In response, Robinson maintained that the pleadings did not support Cason’s
motion for summary judgment because Cason had not amended his pleadings to
include a breach-of-contract claim. Alternatively, Robinson contended that the
settlement was unenforceable because it did not comply with Rule 11, lacked
material terms to be enforced as a contract, or that an affirmative defense (mistake,
fraud, or duress) prevented its enforcement. Robinson supported his motion with
affidavits, including an affidavit from his attorney at the December 2010
deposition. His attorney averred that Cason and Robinson had agreed to a
settlement in principle during the deposition, but that not all of the terms of the
settlement were included in the reporter’s record—specifically, it omitted a
promise by Cason to pay money to Robinson. According to Robinson’s attorney,
7
the contract term ordering the payment was reserved for a final, written agreement
in order to permit the parties time to arrange financial details. Robinson also
tendered his affidavit. Robinson averred that he suffered from a chronic illness, he
assented to the settlement only after a lengthy deposition, and he agreed to it based
on promises that additional material terms would be memorialized in a document
drafted after the deposition. Finally, Robinson attached the affidavit of an
individual connected with Black Sigma, who averred that Cason had told him that
he promised to pay Robinson “a lump sum of $250,000.00, an annuity of
$5,000.00 per month for twenty years, and . . . health insurance coverage for one
year” in exchange for the settlement. In reply, Cason objected to the affidavits and
amended his petition to allege breach of the settlement agreement; the trial court
declined to consider the amended petition because it was not timely filed.

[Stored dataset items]
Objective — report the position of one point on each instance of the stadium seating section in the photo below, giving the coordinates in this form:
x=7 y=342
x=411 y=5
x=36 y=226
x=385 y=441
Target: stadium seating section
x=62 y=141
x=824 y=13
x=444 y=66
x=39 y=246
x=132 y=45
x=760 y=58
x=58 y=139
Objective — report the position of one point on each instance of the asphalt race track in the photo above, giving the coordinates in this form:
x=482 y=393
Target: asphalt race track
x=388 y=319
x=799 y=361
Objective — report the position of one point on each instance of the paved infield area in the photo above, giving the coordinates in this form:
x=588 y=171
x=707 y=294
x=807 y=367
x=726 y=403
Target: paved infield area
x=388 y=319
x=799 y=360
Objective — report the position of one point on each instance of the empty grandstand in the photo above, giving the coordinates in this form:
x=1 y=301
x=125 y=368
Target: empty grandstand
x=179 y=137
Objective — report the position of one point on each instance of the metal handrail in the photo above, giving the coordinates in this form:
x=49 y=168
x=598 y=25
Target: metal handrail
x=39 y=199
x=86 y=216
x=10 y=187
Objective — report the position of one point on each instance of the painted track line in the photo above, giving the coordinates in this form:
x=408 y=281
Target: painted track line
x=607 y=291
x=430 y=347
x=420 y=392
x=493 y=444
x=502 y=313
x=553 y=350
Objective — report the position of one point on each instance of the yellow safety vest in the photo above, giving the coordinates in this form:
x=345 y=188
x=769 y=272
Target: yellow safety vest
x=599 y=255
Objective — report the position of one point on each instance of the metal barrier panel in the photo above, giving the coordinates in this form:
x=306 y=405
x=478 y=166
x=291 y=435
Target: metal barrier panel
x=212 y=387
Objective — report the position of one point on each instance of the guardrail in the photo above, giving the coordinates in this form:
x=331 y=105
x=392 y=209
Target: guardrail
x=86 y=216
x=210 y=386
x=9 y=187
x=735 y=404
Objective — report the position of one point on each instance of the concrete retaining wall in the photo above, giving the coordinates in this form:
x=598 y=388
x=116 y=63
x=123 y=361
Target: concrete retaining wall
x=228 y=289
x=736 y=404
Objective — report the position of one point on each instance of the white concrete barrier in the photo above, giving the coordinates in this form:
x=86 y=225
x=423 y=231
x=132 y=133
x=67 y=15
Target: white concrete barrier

---

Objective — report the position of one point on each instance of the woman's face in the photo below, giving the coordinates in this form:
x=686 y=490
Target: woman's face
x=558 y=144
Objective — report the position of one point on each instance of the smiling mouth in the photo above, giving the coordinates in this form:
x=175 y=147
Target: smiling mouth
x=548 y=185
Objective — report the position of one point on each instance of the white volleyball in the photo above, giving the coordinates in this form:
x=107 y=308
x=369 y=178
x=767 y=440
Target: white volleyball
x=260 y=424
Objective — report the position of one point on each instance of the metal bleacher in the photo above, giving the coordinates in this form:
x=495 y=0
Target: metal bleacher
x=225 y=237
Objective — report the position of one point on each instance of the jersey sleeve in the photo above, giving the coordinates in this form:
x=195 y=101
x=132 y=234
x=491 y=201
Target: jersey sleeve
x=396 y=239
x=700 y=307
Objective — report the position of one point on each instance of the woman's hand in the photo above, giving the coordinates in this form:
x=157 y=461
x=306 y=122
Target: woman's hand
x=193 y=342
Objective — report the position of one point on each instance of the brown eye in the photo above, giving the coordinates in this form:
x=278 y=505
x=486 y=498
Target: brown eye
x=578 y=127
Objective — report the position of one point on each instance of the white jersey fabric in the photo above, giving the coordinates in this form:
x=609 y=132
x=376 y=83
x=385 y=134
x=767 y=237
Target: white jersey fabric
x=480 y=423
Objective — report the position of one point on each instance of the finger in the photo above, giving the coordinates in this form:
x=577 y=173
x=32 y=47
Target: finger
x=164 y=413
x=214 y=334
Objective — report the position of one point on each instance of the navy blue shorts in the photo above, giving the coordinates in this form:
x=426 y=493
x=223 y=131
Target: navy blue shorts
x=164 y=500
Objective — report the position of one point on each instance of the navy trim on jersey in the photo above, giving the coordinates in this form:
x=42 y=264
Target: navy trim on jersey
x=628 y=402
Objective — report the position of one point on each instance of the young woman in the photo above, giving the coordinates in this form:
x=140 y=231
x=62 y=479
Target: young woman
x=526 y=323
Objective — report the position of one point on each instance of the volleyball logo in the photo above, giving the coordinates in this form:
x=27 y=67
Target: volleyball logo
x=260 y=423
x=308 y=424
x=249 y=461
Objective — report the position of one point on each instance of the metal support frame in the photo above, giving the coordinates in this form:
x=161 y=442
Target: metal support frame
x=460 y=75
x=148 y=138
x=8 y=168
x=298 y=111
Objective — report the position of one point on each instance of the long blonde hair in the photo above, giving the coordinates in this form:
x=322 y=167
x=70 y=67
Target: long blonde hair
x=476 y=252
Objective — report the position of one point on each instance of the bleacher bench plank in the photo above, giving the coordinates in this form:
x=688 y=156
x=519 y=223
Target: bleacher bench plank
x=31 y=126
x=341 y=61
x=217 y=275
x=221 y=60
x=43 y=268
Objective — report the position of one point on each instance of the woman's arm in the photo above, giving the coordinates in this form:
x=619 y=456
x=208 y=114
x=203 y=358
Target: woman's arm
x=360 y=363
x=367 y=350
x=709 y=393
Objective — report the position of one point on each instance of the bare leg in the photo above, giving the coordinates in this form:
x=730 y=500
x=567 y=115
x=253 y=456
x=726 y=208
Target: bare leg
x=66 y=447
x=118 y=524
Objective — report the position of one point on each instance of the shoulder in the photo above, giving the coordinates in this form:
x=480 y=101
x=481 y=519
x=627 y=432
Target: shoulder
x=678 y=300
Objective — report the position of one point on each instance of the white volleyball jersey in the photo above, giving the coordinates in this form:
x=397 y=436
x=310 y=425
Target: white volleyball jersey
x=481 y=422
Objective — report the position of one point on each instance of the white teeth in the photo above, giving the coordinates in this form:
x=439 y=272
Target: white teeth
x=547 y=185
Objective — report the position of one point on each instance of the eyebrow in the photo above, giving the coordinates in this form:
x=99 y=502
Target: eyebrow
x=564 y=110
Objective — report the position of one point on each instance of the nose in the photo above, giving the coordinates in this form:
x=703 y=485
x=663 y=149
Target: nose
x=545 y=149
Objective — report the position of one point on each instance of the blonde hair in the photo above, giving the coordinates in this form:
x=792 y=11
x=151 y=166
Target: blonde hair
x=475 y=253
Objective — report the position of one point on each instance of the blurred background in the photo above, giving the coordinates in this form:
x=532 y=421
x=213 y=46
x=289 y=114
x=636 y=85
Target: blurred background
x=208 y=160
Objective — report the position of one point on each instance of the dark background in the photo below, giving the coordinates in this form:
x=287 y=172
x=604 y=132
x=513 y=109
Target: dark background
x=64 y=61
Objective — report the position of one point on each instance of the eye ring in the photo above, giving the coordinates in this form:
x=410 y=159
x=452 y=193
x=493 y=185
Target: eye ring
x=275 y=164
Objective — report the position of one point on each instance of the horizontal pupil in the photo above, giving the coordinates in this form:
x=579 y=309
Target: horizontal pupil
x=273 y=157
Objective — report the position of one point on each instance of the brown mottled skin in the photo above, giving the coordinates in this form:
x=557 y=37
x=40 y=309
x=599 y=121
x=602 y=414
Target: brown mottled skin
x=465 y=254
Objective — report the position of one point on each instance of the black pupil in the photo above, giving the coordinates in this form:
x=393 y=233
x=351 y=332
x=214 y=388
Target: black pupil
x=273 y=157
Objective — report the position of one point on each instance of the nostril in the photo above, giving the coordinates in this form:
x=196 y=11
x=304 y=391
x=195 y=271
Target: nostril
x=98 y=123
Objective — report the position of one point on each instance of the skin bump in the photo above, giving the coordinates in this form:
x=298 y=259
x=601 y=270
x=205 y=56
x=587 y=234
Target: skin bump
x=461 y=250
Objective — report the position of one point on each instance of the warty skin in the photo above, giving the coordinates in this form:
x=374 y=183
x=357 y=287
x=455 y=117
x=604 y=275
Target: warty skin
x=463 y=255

==

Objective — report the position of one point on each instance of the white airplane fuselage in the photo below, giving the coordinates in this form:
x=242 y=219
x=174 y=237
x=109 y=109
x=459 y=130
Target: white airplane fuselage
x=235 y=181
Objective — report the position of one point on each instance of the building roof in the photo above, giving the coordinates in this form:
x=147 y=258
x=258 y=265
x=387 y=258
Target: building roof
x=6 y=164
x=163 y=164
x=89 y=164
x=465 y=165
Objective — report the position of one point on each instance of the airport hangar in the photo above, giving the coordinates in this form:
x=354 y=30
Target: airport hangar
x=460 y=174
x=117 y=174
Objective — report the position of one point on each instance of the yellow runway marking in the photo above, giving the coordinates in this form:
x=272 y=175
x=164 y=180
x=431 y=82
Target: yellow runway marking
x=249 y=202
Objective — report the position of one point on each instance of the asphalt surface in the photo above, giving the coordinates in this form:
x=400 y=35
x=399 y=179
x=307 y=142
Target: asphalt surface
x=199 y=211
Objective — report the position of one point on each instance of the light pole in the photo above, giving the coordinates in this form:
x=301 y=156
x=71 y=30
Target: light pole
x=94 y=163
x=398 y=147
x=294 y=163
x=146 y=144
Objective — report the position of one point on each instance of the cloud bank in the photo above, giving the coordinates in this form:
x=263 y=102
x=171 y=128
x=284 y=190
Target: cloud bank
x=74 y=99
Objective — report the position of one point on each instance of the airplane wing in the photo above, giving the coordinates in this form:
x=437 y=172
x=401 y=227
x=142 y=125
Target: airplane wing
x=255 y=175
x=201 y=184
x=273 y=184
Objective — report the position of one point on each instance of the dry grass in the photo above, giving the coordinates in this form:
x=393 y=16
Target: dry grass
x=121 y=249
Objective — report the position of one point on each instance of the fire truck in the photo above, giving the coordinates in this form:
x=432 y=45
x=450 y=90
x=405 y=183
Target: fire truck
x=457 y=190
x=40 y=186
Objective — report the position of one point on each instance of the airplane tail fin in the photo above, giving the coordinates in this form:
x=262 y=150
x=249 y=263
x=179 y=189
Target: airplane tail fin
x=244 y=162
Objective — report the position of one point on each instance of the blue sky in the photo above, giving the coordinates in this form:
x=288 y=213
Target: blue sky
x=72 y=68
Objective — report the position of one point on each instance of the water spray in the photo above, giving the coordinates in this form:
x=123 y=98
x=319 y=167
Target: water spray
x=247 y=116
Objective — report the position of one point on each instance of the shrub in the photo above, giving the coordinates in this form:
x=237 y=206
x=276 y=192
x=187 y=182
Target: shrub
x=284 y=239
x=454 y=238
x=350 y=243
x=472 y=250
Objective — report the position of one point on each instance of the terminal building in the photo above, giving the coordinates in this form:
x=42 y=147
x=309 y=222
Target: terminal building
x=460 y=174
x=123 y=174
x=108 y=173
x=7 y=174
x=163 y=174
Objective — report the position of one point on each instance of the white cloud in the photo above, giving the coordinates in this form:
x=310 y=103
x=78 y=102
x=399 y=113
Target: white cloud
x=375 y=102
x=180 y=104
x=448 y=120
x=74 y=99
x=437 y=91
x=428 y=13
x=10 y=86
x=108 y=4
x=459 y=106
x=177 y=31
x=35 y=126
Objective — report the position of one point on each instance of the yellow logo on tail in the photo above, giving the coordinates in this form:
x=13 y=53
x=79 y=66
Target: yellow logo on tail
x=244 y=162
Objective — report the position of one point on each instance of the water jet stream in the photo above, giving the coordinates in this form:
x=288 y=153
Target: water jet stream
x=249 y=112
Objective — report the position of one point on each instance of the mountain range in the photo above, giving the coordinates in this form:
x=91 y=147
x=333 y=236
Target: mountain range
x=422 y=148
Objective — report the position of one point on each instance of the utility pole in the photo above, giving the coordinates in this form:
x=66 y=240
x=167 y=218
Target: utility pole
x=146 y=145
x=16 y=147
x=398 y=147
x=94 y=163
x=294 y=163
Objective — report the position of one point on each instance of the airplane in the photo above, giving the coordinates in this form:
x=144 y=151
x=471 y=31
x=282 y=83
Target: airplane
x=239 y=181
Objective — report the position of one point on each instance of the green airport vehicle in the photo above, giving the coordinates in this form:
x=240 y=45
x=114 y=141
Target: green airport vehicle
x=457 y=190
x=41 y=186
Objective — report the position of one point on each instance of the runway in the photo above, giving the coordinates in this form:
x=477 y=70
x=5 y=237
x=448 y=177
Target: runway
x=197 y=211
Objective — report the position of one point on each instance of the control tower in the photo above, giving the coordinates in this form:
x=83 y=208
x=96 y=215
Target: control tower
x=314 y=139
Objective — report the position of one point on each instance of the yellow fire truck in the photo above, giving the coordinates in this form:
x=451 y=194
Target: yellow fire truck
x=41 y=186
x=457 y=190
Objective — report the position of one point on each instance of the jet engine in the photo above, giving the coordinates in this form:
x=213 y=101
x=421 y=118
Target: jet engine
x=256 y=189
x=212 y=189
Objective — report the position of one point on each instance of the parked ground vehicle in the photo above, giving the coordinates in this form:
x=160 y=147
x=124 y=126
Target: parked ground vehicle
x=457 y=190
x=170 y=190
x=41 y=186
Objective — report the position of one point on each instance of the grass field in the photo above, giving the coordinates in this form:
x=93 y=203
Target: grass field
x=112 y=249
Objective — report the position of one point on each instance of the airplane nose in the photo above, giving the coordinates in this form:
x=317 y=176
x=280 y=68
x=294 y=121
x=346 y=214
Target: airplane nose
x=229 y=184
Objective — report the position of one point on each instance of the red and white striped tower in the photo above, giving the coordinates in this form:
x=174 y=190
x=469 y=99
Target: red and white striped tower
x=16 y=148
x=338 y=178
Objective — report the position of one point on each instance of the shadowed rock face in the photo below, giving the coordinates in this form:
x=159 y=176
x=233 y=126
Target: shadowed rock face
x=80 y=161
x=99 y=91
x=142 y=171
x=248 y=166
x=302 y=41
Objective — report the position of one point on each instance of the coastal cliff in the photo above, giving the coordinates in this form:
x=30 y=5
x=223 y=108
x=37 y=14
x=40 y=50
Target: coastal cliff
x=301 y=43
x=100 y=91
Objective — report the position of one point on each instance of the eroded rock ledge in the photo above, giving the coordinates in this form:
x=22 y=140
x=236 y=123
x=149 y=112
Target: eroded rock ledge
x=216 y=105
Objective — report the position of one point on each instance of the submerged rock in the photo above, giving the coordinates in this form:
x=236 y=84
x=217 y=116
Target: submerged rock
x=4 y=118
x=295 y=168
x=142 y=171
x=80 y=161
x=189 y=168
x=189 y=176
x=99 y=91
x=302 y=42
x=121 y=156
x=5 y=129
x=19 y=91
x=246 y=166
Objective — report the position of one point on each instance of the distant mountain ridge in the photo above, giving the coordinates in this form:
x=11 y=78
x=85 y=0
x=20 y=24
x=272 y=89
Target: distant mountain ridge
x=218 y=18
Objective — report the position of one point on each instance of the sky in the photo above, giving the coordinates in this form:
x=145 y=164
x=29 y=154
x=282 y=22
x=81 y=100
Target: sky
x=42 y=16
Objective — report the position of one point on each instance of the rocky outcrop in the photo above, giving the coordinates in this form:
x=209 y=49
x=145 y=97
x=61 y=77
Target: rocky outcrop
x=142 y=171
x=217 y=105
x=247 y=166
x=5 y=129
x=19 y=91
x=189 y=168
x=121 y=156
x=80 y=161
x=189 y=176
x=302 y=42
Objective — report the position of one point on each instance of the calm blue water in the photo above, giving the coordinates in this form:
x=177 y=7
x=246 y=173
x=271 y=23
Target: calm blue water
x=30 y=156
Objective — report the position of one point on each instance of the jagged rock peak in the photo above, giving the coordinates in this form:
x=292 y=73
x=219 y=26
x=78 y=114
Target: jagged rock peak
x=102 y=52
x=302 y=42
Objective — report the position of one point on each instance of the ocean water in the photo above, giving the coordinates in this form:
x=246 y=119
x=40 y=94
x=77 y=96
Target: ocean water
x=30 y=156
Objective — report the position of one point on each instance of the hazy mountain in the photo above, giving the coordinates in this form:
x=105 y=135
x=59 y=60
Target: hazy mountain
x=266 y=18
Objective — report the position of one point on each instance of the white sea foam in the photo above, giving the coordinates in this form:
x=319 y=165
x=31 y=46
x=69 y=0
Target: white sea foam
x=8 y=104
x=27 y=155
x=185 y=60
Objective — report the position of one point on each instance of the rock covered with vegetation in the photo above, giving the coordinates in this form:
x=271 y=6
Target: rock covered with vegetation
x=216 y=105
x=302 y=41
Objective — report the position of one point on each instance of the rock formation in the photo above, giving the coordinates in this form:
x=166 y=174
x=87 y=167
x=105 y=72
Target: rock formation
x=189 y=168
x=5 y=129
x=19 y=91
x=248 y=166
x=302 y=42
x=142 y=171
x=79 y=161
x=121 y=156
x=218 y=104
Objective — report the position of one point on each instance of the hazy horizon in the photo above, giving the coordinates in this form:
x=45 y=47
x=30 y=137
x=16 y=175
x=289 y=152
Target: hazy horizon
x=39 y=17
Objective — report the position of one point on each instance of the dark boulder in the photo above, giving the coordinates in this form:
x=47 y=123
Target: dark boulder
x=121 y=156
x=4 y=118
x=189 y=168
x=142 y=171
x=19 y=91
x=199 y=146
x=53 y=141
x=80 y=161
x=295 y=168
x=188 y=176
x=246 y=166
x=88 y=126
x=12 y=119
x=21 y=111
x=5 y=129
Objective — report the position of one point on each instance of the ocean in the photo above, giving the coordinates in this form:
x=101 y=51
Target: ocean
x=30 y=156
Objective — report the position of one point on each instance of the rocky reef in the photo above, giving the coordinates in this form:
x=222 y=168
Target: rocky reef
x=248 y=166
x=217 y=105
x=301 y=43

Direction 1: According to the court excerpt on the settlement dispute, what did Cason allegedly promise Robinson in exchange for the settlement? List each item.
Direction 2: Continue the court excerpt on the settlement dispute from the point where it ends.
These entries were drawn from a separate source and have no connection to the court excerpt.

Output 1:
- A lump sum of $250,000.00
- An annuity of $5,000.00 per month for twenty years
- Health insurance coverage for one year

Output 2:
In August 2011, Robinson moved to recuse the trial judge, citing his social
relationship with Cason’s attorney and a number of adverse rulings. After a
hearing, the presiding judge of the administrative district denied Robinson’s
motion.
In September 2011, the trial court entered summary judgment in favor of
Cason, enforcing the settlement agreement reached at the December 2010
deposition.
Discussion
8
I. Summary judgment enforcing the December 2010 Settlement Agreement
A. The trial court’s summary judgment order conforms with the pleadings
As a preliminary matter, Robinson claims that proper pleadings do not
support the September 2011 summary judgment, because Cason did not timely
amend his petition to include a breach-of-contract claim. Cason replies that his
motion to enforce the settlement agreement provides sufficient notice of the
contract claim.
Settlement agreements may be enforced as contracts, even when one party
withdraws its consent to the settlement before judgment is entered on the
agreement. Ford Motor Co. v. Castillo, 279 S.W.3d 656, 663 (Tex. 2009); Mantas
v. Fifth Court of Appeals, 925 S.W.2d 656, 658 (Tex. 1996); Padilla v. LaFrance,
907 S.W.2d 454, 461 (Tex. 1995); see TEX. CIV. PRAC. & REM. CODE ANN.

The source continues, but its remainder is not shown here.